Aim → Please set down the data below again, line for line, without changing anything.

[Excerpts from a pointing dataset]
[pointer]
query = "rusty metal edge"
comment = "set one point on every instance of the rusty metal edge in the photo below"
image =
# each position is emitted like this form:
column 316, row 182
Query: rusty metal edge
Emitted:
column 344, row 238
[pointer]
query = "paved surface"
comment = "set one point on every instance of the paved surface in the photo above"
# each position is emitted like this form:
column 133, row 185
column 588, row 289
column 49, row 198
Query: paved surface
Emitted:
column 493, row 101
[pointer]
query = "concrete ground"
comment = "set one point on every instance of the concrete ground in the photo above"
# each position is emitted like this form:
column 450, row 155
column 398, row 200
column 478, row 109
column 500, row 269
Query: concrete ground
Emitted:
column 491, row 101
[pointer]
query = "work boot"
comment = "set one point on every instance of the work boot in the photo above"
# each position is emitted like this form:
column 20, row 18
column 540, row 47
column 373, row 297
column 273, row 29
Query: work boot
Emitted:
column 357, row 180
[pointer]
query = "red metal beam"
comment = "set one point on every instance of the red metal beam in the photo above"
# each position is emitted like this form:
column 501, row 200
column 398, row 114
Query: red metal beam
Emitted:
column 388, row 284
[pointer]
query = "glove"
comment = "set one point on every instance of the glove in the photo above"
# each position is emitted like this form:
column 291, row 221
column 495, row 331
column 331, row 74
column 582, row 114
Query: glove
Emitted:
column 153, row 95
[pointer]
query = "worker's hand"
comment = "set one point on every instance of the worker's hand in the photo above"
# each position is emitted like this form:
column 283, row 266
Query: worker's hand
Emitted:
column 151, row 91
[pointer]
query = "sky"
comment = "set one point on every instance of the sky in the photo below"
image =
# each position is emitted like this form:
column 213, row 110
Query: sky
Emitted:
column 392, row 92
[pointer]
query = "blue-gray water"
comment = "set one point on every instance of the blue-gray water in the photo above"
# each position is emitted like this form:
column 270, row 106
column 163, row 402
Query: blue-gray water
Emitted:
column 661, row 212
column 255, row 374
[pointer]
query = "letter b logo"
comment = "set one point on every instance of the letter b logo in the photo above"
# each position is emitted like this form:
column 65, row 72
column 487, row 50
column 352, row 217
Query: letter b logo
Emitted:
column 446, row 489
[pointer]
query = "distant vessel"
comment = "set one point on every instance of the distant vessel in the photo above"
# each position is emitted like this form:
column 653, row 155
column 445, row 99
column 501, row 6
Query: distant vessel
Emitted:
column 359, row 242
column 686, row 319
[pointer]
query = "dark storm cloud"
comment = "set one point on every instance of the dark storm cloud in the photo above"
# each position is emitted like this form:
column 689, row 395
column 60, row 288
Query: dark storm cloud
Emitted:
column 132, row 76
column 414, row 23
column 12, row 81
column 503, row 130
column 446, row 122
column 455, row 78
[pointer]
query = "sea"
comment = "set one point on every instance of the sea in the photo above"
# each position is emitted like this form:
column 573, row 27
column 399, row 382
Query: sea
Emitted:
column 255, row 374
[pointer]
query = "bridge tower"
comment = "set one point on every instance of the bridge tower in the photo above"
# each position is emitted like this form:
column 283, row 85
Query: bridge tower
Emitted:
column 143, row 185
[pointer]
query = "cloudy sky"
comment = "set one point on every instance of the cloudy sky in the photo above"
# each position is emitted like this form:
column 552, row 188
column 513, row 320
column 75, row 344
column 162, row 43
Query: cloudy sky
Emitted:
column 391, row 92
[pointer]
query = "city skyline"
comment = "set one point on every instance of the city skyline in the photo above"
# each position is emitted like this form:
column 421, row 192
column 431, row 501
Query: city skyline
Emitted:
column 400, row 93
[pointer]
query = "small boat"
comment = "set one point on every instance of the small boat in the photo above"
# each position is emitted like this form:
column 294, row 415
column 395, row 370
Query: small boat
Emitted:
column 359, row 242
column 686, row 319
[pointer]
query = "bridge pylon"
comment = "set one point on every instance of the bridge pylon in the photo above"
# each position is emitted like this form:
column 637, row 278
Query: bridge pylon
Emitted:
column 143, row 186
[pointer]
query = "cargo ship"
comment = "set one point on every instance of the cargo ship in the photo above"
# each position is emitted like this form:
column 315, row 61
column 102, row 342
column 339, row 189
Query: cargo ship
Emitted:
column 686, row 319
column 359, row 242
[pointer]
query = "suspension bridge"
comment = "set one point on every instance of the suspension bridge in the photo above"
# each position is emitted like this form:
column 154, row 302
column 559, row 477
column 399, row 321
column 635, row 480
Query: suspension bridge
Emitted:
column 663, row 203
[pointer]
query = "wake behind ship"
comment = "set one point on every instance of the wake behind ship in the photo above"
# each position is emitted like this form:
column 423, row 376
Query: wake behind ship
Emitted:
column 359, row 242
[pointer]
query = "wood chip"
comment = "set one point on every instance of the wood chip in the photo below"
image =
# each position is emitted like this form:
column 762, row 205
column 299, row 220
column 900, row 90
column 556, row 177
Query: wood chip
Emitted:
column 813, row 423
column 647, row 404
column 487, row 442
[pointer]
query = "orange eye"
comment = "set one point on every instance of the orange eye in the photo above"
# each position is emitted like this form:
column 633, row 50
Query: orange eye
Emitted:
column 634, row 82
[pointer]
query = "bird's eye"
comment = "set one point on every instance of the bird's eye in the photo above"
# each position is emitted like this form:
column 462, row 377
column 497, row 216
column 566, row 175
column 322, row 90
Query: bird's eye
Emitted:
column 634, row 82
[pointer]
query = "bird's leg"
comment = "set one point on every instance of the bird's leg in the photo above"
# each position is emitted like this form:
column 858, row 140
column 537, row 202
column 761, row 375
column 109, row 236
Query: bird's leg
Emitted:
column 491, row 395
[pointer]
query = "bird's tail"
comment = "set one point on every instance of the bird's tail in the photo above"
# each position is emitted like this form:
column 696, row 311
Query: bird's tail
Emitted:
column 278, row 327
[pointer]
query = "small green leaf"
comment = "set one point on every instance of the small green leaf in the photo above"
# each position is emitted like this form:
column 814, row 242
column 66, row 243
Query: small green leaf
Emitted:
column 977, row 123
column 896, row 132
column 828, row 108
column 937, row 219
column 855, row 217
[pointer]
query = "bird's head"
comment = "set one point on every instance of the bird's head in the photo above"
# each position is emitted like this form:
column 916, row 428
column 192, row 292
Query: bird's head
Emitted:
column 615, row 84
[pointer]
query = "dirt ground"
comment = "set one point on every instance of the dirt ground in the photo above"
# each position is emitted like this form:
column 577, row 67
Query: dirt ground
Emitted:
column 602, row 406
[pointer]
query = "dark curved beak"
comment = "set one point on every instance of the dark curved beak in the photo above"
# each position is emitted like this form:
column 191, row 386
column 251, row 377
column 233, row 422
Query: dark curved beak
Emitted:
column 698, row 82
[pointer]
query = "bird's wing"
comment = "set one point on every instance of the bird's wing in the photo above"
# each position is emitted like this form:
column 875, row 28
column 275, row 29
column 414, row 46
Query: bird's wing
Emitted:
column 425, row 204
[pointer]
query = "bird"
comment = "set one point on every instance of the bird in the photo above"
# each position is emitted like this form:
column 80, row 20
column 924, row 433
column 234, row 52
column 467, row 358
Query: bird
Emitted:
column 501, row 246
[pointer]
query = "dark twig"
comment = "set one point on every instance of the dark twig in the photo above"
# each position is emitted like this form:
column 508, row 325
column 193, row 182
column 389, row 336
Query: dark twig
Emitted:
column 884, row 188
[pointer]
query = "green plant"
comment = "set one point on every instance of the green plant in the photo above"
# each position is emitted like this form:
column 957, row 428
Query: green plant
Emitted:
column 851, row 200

Finished exercise →
[pointer]
query = "rusty metal edge"
comment = "set one point on every instance of the rusty metal edge in the photo below"
image =
# each position is emitted like this form:
column 316, row 182
Query: rusty metal edge
Emitted:
column 344, row 238
[pointer]
query = "paved surface"
comment = "set one point on every instance of the paved surface in the photo above"
# each position is emitted like this form:
column 133, row 185
column 588, row 289
column 49, row 198
Query: paved surface
Emitted:
column 493, row 101
[pointer]
query = "concrete ground"
comment = "set one point on every instance of the concrete ground in the photo above"
# each position is emitted like this form:
column 450, row 155
column 398, row 200
column 478, row 109
column 500, row 269
Query: concrete ground
Emitted:
column 491, row 101
[pointer]
query = "work boot"
comment = "set one point on every instance of the work boot in the photo above"
# each position is emitted like this form:
column 20, row 18
column 540, row 47
column 373, row 297
column 273, row 29
Query: work boot
Emitted:
column 357, row 180
[pointer]
query = "red metal beam"
comment = "set one point on every instance of the red metal beam in the photo above"
# each position is emitted like this form:
column 501, row 200
column 398, row 114
Query: red metal beam
Emitted:
column 388, row 284
[pointer]
query = "glove"
comment = "set one point on every instance of the glove in the photo above"
# each position is emitted like this form:
column 291, row 221
column 495, row 331
column 331, row 74
column 582, row 114
Query: glove
Emitted:
column 153, row 95
[pointer]
query = "worker's hand"
comment = "set one point on every instance of the worker's hand in the photo above"
# each position is emitted like this form:
column 283, row 266
Query: worker's hand
Emitted:
column 151, row 91
[pointer]
query = "sky"
comment = "set one point on every instance of the sky in the photo below"
image =
# each position is emitted like this form:
column 213, row 110
Query: sky
Emitted:
column 392, row 92
[pointer]
query = "blue-gray water"
comment = "set one point on every instance of the blue-gray water in the photo above"
# each position is emitted like this form:
column 270, row 106
column 163, row 402
Query: blue-gray water
Emitted:
column 661, row 212
column 255, row 374
[pointer]
query = "letter b logo"
comment = "set one point on every instance of the letter b logo in the photo above"
# each position is emitted like this form:
column 65, row 72
column 487, row 50
column 352, row 217
Query: letter b logo
Emitted:
column 446, row 489
[pointer]
query = "distant vessel"
comment = "set one point on every instance of the distant vessel in the photo above"
# each position is emitted like this form:
column 653, row 155
column 445, row 99
column 501, row 6
Query: distant vessel
Emitted:
column 359, row 242
column 686, row 319
[pointer]
query = "dark storm cloud"
comment = "set one point on every instance of the dark storm cloud in the photo above"
# each position is emitted like this form:
column 689, row 395
column 60, row 288
Query: dark storm cloud
Emitted:
column 132, row 76
column 414, row 23
column 12, row 81
column 503, row 130
column 446, row 122
column 455, row 78
[pointer]
query = "sea"
comment = "set one point on every instance of the sea in the photo above"
# each position is emitted like this form:
column 573, row 27
column 399, row 382
Query: sea
Emitted:
column 255, row 374
[pointer]
query = "bridge tower"
comment = "set one point on every instance of the bridge tower in the photo above"
# each position is emitted like this form:
column 283, row 85
Query: bridge tower
Emitted:
column 143, row 185
[pointer]
query = "cloudy sky"
comment = "set one point on every instance of the cloudy sky in the photo above"
# each position is emitted like this form:
column 552, row 188
column 513, row 320
column 75, row 344
column 162, row 43
Query: cloudy sky
Emitted:
column 391, row 92
[pointer]
query = "city skyline"
comment = "set one point on every instance of the city skyline in the photo above"
# each position is emitted like this form:
column 421, row 192
column 431, row 501
Query: city skyline
Emitted:
column 400, row 93
[pointer]
query = "small boat"
comment = "set one point on every instance of the small boat in the photo above"
# each position is emitted like this form:
column 294, row 415
column 395, row 370
Query: small boat
Emitted:
column 359, row 242
column 686, row 319
[pointer]
query = "bridge pylon"
comment = "set one point on every instance of the bridge pylon in the photo above"
# each position is emitted like this form:
column 637, row 278
Query: bridge pylon
Emitted:
column 143, row 186
[pointer]
query = "cargo ship"
comment = "set one point on every instance of the cargo ship in the photo above"
# each position is emitted like this form:
column 315, row 61
column 102, row 342
column 339, row 189
Query: cargo ship
Emitted:
column 686, row 319
column 359, row 242
[pointer]
query = "suspension bridge"
comment = "set one point on every instance of the suspension bridge in the photo above"
# each position is emitted like this form:
column 154, row 302
column 559, row 477
column 399, row 321
column 635, row 480
Query: suspension bridge
Emitted:
column 663, row 203
[pointer]
query = "wake behind ship"
comment = "set one point on every instance of the wake behind ship in the photo above"
# each position is emitted like this form:
column 423, row 376
Query: wake behind ship
Emitted:
column 359, row 242
[pointer]
query = "wood chip"
comment = "set one point on every instance of the wood chip in the photo below"
image =
# each position is emitted like this form:
column 762, row 205
column 299, row 220
column 900, row 90
column 556, row 177
Query: wood chip
Emitted:
column 813, row 423
column 647, row 404
column 487, row 442
[pointer]
query = "orange eye"
comment = "set one point on every instance of the orange eye in the photo above"
# each position is emitted like this form:
column 633, row 50
Query: orange eye
Emitted:
column 634, row 82
[pointer]
query = "bird's eye"
comment = "set one point on every instance of the bird's eye in the photo above"
# each position is emitted like this form:
column 462, row 377
column 497, row 216
column 566, row 175
column 322, row 90
Query: bird's eye
Emitted:
column 634, row 82
[pointer]
query = "bird's leg"
comment = "set one point on every instance of the bird's leg in the photo above"
# each position is emitted like this form:
column 858, row 140
column 537, row 202
column 761, row 375
column 109, row 236
Query: bird's leg
Emitted:
column 491, row 395
[pointer]
query = "bird's tail"
comment = "set one point on every instance of the bird's tail in the photo above"
# each position is emitted like this form:
column 696, row 311
Query: bird's tail
Emitted:
column 278, row 327
[pointer]
query = "small green leaf"
comment = "set one point on every instance of the small green leaf in the photo above"
# each position is emitted like this form:
column 814, row 242
column 66, row 243
Query: small green leaf
Emitted:
column 977, row 123
column 896, row 132
column 828, row 108
column 937, row 219
column 855, row 217
[pointer]
query = "bird's head"
comment = "set one point on every instance of the bird's head in the photo above"
# each position is emitted like this form:
column 916, row 428
column 192, row 292
Query: bird's head
Emitted:
column 615, row 84
[pointer]
query = "dirt ground"
comment = "set one point on every instance of the dirt ground in the photo above"
# each position is emitted like this form:
column 577, row 67
Query: dirt ground
Emitted:
column 602, row 406
[pointer]
query = "dark curved beak"
comment = "set one point on every instance of the dark curved beak in the photo above"
# each position is emitted like this form:
column 191, row 386
column 251, row 377
column 233, row 422
Query: dark curved beak
Emitted:
column 698, row 82
[pointer]
query = "bird's wing"
comment = "set one point on every instance of the bird's wing in the photo above"
# each position is emitted like this form:
column 875, row 28
column 275, row 29
column 414, row 46
Query: bird's wing
Emitted:
column 425, row 204
[pointer]
query = "bird"
comment = "set one point on every instance of the bird in the photo above"
# each position is emitted like this form:
column 80, row 20
column 924, row 433
column 234, row 52
column 467, row 358
Query: bird
Emitted:
column 501, row 246
[pointer]
query = "dark twig"
comment = "set one point on every instance of the dark twig in the photo above"
# each position is emitted like this form:
column 508, row 325
column 193, row 182
column 389, row 336
Query: dark twig
Emitted:
column 884, row 188
[pointer]
query = "green plant"
comment = "set one point on every instance of the green plant in the photo above"
# each position is emitted like this form:
column 957, row 428
Query: green plant
Emitted:
column 851, row 200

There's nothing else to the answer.